* [Assignment]
Please filter the listing below and copy out the lines that hold "cluster".

* [Data to examine]
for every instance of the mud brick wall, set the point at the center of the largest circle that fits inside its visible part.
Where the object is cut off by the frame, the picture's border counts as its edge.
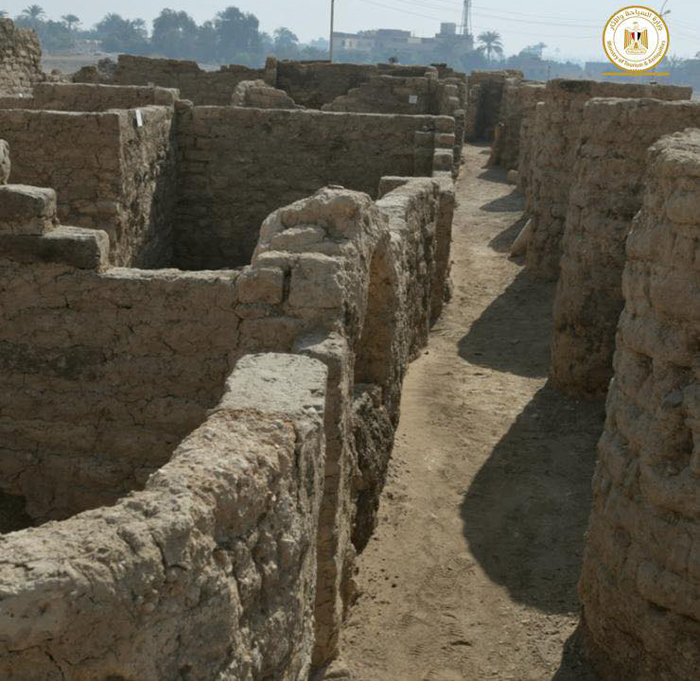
(109, 174)
(199, 86)
(485, 93)
(103, 374)
(87, 97)
(20, 59)
(238, 165)
(335, 277)
(390, 94)
(556, 138)
(606, 194)
(313, 84)
(641, 571)
(517, 109)
(531, 125)
(209, 572)
(259, 95)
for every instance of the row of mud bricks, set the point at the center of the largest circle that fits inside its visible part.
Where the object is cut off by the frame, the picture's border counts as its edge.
(611, 175)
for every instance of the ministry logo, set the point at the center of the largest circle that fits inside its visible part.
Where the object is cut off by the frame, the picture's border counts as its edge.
(636, 39)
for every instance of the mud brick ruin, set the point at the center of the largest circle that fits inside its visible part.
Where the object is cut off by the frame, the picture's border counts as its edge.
(209, 312)
(212, 285)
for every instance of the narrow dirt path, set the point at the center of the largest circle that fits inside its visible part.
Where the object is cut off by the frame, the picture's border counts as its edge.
(472, 572)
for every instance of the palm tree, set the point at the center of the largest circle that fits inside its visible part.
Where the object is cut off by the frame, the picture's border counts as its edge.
(34, 12)
(71, 20)
(491, 43)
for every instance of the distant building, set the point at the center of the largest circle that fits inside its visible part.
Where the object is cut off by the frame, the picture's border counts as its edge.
(389, 39)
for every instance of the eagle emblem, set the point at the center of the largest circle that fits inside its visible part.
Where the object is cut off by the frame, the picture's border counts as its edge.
(636, 40)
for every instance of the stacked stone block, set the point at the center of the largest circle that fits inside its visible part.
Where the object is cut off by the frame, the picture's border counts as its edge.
(485, 94)
(555, 142)
(640, 584)
(606, 193)
(259, 95)
(20, 59)
(517, 109)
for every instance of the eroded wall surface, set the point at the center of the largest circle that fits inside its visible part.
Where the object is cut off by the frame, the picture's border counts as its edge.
(87, 97)
(238, 165)
(115, 366)
(209, 572)
(641, 572)
(485, 94)
(206, 88)
(555, 141)
(516, 112)
(20, 59)
(127, 188)
(606, 193)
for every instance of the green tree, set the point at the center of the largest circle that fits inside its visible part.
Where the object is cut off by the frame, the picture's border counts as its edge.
(174, 34)
(238, 36)
(70, 20)
(122, 35)
(490, 43)
(533, 50)
(286, 44)
(34, 12)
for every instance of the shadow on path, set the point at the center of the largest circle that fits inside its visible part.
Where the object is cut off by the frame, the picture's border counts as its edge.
(511, 203)
(502, 242)
(525, 514)
(512, 335)
(574, 665)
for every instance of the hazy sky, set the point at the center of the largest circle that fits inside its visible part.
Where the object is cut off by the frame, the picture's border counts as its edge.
(569, 28)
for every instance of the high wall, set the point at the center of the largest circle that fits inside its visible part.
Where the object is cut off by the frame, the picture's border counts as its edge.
(199, 86)
(641, 571)
(485, 94)
(209, 572)
(127, 189)
(315, 83)
(390, 94)
(238, 165)
(90, 98)
(104, 369)
(517, 110)
(606, 193)
(20, 59)
(555, 139)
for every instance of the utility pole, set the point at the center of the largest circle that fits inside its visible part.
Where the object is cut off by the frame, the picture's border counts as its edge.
(332, 27)
(467, 18)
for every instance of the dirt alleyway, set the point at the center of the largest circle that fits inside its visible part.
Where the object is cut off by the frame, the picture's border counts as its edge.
(472, 571)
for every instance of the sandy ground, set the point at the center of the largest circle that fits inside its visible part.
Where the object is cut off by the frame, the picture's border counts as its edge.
(472, 572)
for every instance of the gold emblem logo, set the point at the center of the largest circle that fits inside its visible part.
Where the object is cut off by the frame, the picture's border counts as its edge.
(636, 39)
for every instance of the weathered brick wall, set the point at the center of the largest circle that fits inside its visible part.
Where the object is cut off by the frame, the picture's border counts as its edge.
(102, 366)
(20, 59)
(208, 573)
(109, 174)
(606, 193)
(517, 109)
(86, 97)
(556, 137)
(259, 95)
(313, 84)
(641, 571)
(237, 165)
(199, 86)
(485, 92)
(390, 94)
(103, 374)
(5, 162)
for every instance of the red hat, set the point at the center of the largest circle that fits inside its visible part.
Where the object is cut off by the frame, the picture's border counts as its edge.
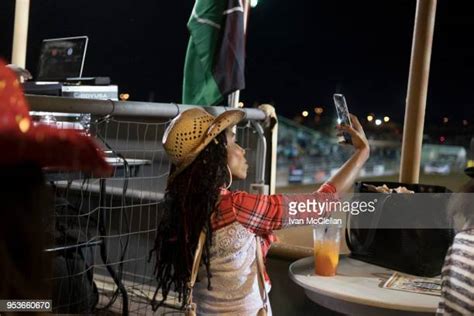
(21, 141)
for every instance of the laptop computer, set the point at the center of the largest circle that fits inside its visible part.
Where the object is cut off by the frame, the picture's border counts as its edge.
(62, 59)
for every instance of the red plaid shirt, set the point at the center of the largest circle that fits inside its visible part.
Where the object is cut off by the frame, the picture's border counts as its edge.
(260, 214)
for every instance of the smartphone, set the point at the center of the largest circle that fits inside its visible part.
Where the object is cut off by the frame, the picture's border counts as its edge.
(343, 117)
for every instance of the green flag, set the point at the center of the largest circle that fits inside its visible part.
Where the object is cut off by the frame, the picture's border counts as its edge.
(214, 65)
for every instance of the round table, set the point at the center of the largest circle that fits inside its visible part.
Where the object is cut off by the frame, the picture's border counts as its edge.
(357, 290)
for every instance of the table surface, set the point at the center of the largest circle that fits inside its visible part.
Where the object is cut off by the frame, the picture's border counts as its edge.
(360, 283)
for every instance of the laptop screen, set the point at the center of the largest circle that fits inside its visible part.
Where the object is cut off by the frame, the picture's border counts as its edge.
(62, 58)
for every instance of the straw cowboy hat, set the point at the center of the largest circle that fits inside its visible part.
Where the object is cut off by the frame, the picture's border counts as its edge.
(21, 141)
(191, 131)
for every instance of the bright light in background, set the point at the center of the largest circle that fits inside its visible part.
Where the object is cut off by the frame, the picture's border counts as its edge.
(318, 110)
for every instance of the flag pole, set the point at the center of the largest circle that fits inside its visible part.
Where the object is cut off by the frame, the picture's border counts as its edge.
(417, 91)
(233, 98)
(20, 33)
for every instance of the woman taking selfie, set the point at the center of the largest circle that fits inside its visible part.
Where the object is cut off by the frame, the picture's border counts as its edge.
(205, 158)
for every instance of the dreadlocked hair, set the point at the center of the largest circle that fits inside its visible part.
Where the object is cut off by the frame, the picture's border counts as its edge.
(189, 201)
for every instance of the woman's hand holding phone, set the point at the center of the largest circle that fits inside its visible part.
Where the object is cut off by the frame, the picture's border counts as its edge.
(359, 140)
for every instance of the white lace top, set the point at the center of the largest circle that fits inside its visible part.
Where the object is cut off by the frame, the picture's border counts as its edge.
(234, 280)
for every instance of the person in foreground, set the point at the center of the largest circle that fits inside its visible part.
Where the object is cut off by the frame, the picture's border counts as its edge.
(205, 158)
(457, 275)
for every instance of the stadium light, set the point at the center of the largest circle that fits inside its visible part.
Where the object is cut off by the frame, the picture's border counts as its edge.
(318, 110)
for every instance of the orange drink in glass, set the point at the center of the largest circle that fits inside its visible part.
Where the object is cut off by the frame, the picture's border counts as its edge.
(326, 238)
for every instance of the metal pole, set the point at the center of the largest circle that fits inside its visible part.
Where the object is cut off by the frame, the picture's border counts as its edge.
(233, 98)
(123, 108)
(417, 91)
(20, 33)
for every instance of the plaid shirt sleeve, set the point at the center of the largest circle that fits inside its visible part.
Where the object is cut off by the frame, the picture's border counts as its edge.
(261, 214)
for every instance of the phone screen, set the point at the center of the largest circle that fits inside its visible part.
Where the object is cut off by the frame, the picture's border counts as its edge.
(343, 117)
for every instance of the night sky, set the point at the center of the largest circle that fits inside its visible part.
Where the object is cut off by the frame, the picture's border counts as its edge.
(298, 52)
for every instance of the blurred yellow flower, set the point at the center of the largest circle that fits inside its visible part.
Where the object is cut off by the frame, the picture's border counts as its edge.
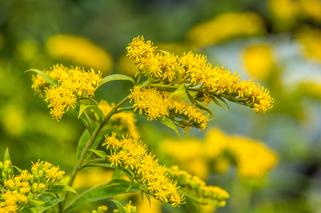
(253, 158)
(310, 39)
(310, 88)
(188, 154)
(286, 13)
(125, 120)
(152, 206)
(91, 177)
(13, 119)
(258, 60)
(196, 189)
(226, 26)
(100, 209)
(79, 50)
(126, 66)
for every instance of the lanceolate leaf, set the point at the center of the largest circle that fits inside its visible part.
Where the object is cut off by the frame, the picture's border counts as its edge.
(82, 142)
(116, 77)
(170, 124)
(98, 193)
(6, 155)
(44, 75)
(99, 153)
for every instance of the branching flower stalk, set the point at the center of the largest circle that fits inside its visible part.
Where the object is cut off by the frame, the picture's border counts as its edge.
(89, 143)
(174, 89)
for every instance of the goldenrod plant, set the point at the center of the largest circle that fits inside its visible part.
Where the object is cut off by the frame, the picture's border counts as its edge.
(173, 89)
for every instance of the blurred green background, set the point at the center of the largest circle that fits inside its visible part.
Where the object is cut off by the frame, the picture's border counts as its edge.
(276, 42)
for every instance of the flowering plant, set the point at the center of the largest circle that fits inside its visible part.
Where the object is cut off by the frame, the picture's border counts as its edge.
(175, 90)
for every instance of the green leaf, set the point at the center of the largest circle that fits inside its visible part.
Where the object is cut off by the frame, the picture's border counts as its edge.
(99, 153)
(98, 193)
(44, 75)
(60, 188)
(116, 77)
(170, 124)
(6, 155)
(82, 142)
(83, 107)
(119, 206)
(49, 205)
(217, 102)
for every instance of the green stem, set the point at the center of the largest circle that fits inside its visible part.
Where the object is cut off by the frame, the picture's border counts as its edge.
(88, 145)
(163, 86)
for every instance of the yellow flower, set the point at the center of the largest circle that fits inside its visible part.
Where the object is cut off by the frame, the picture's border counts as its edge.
(156, 105)
(258, 60)
(132, 155)
(226, 26)
(151, 102)
(152, 205)
(202, 81)
(100, 209)
(72, 83)
(78, 50)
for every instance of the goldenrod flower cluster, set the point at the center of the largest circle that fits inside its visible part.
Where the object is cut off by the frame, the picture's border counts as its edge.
(197, 189)
(72, 83)
(132, 155)
(78, 50)
(310, 39)
(156, 105)
(18, 191)
(258, 60)
(201, 80)
(253, 158)
(100, 209)
(226, 26)
(125, 121)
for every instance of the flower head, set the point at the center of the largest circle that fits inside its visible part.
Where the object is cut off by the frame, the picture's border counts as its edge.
(132, 155)
(72, 83)
(201, 80)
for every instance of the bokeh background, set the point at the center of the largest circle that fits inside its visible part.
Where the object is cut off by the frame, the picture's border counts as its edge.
(275, 42)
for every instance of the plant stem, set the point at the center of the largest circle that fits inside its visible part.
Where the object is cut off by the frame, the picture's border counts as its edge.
(163, 86)
(89, 143)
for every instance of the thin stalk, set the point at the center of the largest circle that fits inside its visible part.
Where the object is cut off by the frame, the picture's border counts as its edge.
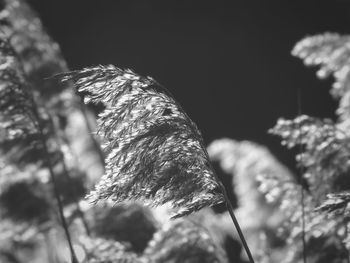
(234, 220)
(57, 196)
(301, 172)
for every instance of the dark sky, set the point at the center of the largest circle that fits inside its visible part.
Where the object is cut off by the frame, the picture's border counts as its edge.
(227, 62)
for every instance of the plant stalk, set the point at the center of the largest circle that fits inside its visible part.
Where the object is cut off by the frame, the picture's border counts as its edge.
(234, 220)
(57, 196)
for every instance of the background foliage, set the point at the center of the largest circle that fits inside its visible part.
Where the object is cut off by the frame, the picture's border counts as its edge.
(50, 160)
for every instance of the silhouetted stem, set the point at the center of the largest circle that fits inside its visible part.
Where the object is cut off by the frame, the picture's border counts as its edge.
(234, 220)
(58, 199)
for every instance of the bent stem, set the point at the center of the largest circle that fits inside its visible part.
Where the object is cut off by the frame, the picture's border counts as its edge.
(58, 199)
(234, 219)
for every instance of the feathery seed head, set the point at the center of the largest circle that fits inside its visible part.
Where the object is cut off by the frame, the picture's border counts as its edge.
(155, 152)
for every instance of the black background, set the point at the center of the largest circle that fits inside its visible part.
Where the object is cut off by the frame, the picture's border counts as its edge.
(227, 62)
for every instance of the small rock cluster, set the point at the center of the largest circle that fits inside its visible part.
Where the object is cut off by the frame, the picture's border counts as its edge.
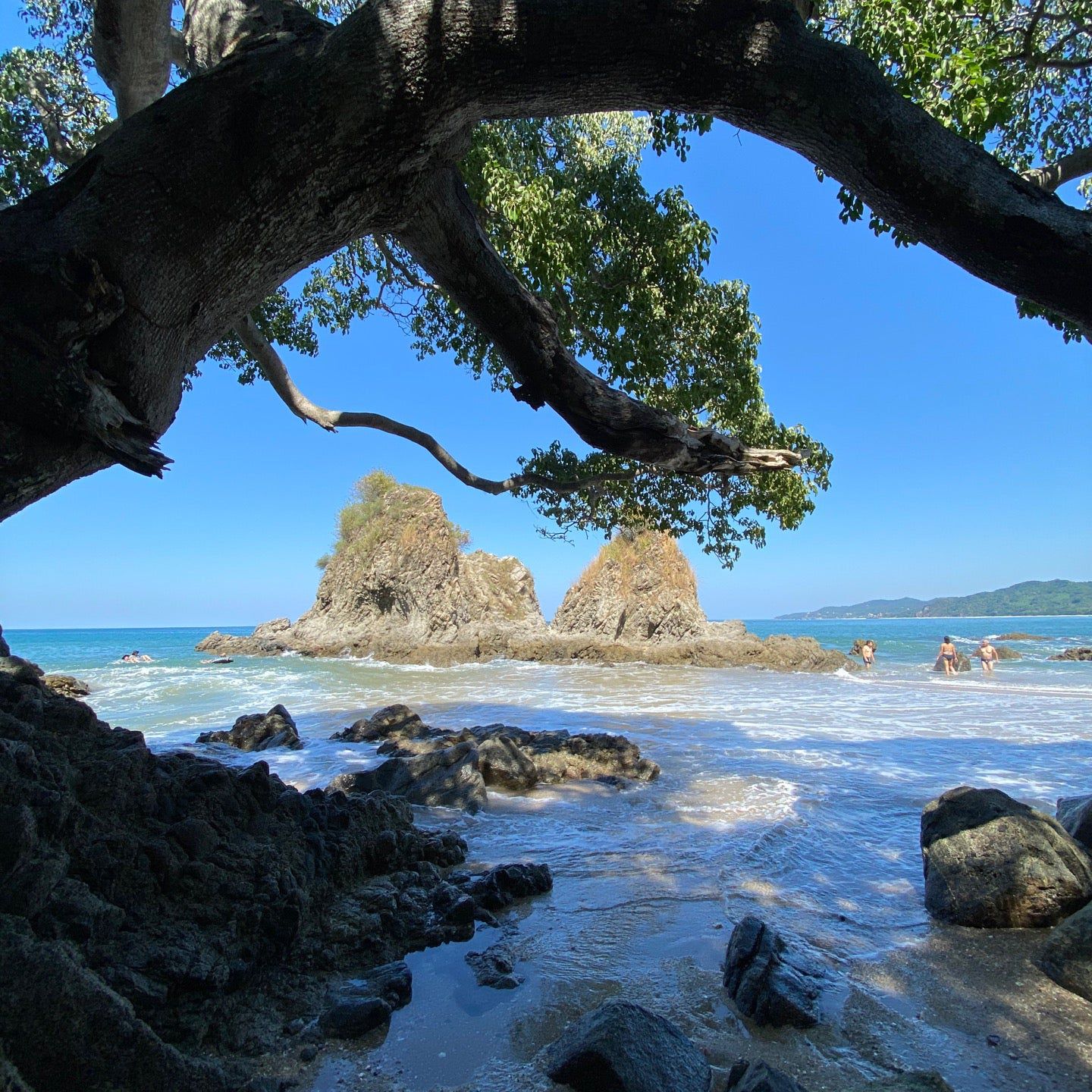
(453, 769)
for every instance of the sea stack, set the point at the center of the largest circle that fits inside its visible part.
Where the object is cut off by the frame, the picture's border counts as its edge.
(397, 585)
(640, 588)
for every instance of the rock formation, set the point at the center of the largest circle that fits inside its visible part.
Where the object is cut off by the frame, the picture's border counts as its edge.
(995, 863)
(623, 1046)
(639, 588)
(1080, 654)
(767, 982)
(452, 769)
(153, 905)
(397, 587)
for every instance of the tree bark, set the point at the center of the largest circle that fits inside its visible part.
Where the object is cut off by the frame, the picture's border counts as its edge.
(300, 142)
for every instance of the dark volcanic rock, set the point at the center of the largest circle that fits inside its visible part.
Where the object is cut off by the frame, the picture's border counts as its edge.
(623, 1047)
(768, 983)
(504, 885)
(1082, 654)
(390, 720)
(495, 967)
(448, 778)
(758, 1077)
(1067, 955)
(993, 861)
(1075, 814)
(155, 903)
(259, 732)
(68, 686)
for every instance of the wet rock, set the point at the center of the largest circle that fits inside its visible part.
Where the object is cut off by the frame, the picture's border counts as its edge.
(623, 1047)
(1067, 955)
(495, 967)
(501, 886)
(1075, 814)
(68, 686)
(155, 903)
(1081, 654)
(258, 732)
(993, 861)
(768, 983)
(353, 1017)
(758, 1077)
(505, 766)
(448, 778)
(391, 720)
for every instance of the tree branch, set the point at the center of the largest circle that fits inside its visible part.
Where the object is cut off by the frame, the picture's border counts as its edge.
(446, 238)
(273, 369)
(1075, 165)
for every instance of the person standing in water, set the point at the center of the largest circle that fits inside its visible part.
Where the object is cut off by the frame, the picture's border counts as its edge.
(948, 655)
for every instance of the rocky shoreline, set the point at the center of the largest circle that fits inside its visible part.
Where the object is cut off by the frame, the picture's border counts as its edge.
(400, 588)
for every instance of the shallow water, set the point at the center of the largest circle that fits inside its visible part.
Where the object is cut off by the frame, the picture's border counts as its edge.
(794, 795)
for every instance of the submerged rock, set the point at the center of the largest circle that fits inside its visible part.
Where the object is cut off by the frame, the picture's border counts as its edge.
(768, 983)
(495, 968)
(1067, 955)
(758, 1077)
(449, 778)
(152, 905)
(1081, 654)
(258, 732)
(67, 686)
(497, 756)
(993, 861)
(1075, 814)
(623, 1047)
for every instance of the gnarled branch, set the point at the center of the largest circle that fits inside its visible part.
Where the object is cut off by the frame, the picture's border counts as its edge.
(275, 369)
(446, 238)
(1075, 165)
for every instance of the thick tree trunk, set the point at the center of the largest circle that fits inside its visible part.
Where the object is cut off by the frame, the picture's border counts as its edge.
(121, 277)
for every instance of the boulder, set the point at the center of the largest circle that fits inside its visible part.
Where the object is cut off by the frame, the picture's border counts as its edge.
(501, 886)
(1075, 814)
(259, 732)
(495, 968)
(623, 1047)
(504, 764)
(448, 778)
(400, 721)
(362, 1005)
(758, 1077)
(1082, 654)
(67, 686)
(158, 905)
(1067, 955)
(768, 984)
(992, 861)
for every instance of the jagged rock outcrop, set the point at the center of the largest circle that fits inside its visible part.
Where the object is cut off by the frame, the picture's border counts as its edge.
(1084, 654)
(769, 983)
(639, 588)
(992, 861)
(438, 767)
(151, 905)
(626, 1047)
(397, 587)
(258, 732)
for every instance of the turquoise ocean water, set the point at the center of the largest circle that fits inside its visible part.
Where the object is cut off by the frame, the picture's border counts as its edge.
(795, 796)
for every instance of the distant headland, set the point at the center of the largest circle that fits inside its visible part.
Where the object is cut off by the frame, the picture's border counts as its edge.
(1027, 598)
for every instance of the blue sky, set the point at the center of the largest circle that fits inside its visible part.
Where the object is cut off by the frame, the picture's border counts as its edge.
(959, 432)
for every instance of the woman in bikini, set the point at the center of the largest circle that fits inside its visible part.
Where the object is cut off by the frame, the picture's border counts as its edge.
(948, 655)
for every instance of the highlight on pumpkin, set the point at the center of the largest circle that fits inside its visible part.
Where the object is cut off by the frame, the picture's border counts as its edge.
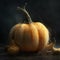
(30, 37)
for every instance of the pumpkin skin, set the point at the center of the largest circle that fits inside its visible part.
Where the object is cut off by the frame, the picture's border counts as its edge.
(30, 37)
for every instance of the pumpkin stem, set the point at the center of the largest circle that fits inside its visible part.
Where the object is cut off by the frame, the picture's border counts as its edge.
(26, 13)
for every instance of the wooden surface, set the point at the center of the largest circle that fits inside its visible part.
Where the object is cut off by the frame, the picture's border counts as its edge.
(29, 56)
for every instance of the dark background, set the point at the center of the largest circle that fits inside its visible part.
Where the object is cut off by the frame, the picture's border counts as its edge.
(45, 11)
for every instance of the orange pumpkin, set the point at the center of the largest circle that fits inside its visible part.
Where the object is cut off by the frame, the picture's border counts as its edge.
(30, 37)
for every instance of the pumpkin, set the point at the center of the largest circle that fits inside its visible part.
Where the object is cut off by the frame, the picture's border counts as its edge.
(29, 37)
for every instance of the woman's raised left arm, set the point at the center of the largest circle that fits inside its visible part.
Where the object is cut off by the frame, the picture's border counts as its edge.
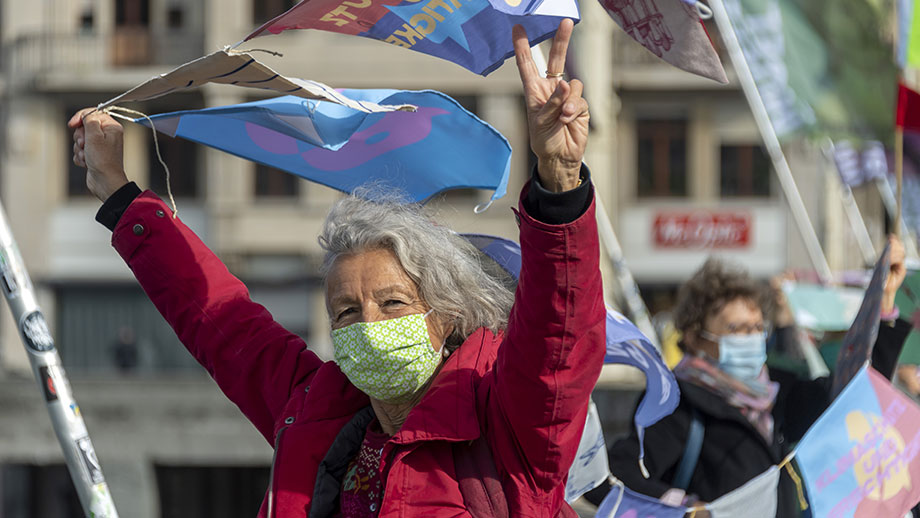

* [Exercise solution]
for every instance of the goldenrod flower cluster, set the point at the center of the largest circle that fits inside its visible part.
for every instance of the small rock cluster, set the point at the center of the largest circle that fits inside its visible part.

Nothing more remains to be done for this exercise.